Turn the records below into a JSON list of strings, one string per line, skipping blank lines and leaving out the pictures.

== Exercise input ==

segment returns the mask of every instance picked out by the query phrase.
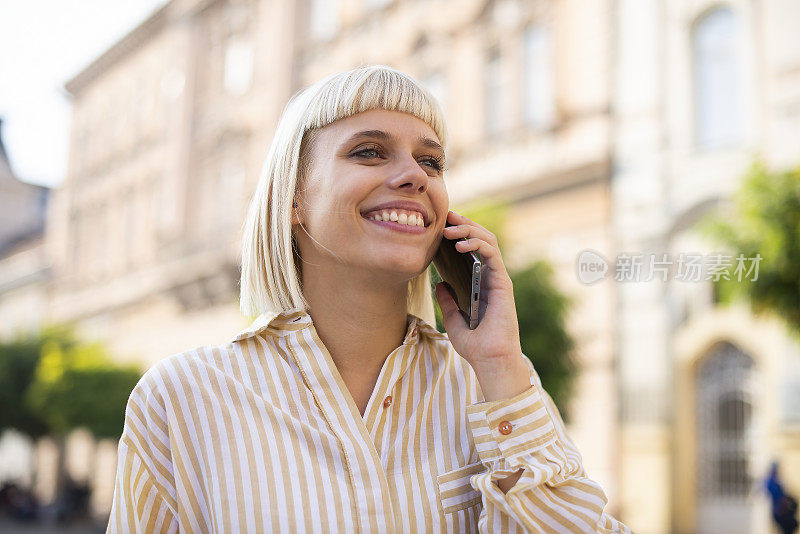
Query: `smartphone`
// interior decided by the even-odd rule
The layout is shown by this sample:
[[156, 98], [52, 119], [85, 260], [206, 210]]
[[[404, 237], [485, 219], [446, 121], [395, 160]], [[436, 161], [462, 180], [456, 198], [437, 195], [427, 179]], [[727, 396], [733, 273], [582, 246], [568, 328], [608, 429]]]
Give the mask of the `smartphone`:
[[[445, 226], [453, 226], [445, 223]], [[442, 236], [442, 242], [433, 265], [442, 280], [450, 284], [456, 297], [456, 304], [461, 310], [470, 330], [475, 330], [480, 322], [479, 303], [481, 297], [481, 259], [472, 251], [459, 252], [456, 241], [466, 241], [466, 237], [458, 240]]]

===

## Task answer
[
  "segment returns the mask of every instance picked out by the query phrase.",
  "Query: `smartphone`",
  "// interior decided by the even-odd rule",
  "The layout is shown by this sample:",
  "[[156, 98], [52, 119], [85, 260], [206, 210]]",
  "[[[404, 237], [485, 219], [446, 121], [395, 160]], [[436, 161], [462, 180], [456, 198], [437, 195], [427, 179]], [[727, 396], [733, 273], [582, 246], [568, 328], [608, 429]]]",
  "Give the mask of the `smartphone`:",
  "[[[445, 226], [453, 226], [445, 223]], [[442, 236], [442, 242], [433, 265], [442, 280], [450, 284], [456, 297], [456, 304], [461, 310], [470, 330], [475, 330], [480, 322], [479, 303], [481, 297], [481, 259], [472, 251], [459, 252], [456, 241], [466, 241], [466, 237], [458, 240]]]"
]